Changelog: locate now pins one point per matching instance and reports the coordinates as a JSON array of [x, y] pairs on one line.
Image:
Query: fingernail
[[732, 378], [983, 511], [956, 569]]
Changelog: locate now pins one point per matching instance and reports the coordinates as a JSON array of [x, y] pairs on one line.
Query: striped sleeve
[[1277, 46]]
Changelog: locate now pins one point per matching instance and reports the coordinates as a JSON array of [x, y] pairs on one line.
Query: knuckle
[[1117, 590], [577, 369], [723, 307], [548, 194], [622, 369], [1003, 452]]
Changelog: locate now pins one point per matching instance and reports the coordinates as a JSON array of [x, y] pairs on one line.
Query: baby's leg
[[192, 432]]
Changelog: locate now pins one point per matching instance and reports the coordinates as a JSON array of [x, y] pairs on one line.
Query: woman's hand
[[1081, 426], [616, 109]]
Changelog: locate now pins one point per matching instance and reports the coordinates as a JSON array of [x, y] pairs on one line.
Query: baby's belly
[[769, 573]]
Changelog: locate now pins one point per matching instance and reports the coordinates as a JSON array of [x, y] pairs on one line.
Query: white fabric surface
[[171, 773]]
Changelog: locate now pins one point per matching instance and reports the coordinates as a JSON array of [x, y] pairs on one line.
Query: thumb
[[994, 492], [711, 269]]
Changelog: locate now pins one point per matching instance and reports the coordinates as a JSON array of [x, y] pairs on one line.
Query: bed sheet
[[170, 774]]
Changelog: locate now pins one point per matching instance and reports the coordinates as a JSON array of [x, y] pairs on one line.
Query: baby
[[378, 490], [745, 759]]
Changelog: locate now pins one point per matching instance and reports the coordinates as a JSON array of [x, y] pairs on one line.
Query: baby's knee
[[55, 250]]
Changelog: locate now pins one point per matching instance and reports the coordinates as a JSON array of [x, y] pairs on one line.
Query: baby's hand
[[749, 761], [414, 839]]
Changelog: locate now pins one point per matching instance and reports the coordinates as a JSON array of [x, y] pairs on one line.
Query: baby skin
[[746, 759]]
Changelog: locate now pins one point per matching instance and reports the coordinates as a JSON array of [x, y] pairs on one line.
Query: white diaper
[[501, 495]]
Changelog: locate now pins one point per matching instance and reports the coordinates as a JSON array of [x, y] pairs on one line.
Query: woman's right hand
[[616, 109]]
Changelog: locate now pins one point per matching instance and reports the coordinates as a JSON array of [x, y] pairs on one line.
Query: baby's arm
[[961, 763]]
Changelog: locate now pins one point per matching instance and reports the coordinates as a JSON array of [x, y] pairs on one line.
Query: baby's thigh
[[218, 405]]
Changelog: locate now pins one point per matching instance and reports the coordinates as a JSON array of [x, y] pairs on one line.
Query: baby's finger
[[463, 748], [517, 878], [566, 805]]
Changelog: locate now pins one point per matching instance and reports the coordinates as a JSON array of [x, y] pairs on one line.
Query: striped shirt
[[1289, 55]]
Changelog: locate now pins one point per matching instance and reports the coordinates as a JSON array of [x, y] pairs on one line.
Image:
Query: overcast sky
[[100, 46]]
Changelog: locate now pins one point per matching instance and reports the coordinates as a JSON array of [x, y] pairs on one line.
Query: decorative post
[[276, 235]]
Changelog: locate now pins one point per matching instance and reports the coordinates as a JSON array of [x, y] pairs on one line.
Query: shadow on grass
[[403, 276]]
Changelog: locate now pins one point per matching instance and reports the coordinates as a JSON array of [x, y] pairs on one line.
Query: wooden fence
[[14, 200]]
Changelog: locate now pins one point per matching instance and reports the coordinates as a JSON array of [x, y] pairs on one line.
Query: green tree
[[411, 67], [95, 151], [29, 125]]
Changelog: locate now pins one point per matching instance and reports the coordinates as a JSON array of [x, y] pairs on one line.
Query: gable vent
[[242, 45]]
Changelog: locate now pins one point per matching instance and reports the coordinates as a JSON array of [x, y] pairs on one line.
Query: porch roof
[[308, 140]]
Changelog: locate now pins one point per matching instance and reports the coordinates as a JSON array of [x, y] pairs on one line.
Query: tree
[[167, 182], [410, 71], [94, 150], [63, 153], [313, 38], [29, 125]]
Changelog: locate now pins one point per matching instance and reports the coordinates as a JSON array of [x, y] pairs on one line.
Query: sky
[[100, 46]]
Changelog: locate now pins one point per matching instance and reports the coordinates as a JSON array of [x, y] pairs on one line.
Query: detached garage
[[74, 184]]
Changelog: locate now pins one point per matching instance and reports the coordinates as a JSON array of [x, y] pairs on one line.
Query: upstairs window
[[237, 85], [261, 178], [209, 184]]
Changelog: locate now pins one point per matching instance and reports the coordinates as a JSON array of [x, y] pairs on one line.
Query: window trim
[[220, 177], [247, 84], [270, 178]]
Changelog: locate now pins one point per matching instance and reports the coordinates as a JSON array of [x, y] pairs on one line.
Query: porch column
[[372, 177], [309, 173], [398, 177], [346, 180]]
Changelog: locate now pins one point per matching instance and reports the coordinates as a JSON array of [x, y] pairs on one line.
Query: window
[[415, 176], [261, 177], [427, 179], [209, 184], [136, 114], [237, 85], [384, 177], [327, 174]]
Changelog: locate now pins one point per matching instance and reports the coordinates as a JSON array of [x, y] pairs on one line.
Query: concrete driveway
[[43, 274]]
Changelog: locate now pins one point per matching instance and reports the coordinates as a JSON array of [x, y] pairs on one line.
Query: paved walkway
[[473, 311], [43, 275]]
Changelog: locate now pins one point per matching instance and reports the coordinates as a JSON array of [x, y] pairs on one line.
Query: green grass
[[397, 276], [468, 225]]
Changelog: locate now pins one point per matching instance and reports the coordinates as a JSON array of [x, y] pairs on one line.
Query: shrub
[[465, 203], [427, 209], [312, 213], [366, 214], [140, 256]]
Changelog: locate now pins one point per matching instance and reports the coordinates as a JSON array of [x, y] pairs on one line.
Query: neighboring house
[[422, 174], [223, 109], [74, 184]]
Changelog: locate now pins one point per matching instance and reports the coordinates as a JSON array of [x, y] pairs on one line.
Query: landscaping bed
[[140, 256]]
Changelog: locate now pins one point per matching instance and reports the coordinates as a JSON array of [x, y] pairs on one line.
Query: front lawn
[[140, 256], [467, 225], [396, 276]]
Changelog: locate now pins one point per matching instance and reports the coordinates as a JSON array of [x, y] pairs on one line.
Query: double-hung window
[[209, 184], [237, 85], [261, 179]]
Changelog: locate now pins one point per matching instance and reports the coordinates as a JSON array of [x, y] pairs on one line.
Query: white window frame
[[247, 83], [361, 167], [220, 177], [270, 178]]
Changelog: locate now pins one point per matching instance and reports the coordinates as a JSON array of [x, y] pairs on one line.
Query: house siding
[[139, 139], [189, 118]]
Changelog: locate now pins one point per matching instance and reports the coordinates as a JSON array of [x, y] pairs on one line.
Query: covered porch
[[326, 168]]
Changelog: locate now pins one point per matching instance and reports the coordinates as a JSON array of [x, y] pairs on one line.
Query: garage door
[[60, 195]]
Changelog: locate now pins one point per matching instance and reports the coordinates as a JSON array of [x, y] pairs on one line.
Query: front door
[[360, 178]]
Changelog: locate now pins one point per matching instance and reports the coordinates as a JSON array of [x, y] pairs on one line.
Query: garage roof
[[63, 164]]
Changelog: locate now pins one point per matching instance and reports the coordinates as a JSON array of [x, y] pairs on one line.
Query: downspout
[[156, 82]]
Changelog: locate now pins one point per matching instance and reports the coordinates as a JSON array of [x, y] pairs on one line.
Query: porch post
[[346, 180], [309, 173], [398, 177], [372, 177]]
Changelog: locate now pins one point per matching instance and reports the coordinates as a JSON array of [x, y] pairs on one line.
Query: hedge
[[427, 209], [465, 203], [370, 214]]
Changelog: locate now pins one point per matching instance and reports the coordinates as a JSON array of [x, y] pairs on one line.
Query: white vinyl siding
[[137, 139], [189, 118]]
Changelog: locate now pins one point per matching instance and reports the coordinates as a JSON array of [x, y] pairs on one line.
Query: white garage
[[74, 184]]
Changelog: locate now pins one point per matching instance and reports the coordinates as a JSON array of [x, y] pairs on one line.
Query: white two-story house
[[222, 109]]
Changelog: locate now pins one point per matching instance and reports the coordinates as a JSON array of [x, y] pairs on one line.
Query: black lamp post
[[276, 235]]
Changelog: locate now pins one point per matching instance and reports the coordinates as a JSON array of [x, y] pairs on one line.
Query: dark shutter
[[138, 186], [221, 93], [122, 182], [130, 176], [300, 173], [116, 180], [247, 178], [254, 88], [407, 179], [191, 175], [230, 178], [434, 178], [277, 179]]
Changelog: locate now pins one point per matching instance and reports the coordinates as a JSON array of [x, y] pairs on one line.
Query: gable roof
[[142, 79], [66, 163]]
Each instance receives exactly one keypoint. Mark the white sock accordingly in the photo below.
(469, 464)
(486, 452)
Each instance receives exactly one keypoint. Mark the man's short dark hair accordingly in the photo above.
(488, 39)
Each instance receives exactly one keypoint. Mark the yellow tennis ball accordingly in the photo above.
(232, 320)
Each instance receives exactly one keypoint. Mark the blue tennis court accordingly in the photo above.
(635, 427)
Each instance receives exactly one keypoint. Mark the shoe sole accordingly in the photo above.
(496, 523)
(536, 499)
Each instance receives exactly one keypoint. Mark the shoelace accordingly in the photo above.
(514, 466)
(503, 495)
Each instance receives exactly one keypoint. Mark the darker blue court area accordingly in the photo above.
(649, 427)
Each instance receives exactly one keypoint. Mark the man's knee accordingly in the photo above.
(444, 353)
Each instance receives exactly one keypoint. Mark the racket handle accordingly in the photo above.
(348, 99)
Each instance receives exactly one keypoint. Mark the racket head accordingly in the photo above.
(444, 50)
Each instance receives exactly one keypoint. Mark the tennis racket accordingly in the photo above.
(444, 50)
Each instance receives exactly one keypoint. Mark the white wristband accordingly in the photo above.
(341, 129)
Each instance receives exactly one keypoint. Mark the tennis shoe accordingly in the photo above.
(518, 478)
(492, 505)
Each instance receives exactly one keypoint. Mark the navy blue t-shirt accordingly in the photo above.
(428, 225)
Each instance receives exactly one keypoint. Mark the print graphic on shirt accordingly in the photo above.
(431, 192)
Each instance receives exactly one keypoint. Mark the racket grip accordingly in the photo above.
━━━━━━━━━━━━━━━━━━━━━━━━━━━━━━
▸ **TASK DETAILS**: Copy exactly the line containing "wristband accordingly in the photo above." and every line after it, ending with the last line of the records above.

▸ **EXERCISE OUTPUT**:
Each instance receives exactly one keypoint. Mark the white wristband accordingly in the photo above.
(341, 129)
Each instance receives exactly one keypoint. Mark the tennis shoe accordingly in the photo above.
(518, 478)
(492, 505)
Each instance receives exactly one keypoint. Mark the navy blue t-shirt accordingly in the photo above.
(428, 225)
Each instance receives exactly one keypoint. Mark the print graphic on shirt accordingly in the photo above.
(431, 192)
Each instance receives exactly one keypoint. Mark the racket grip accordingly in the photo above.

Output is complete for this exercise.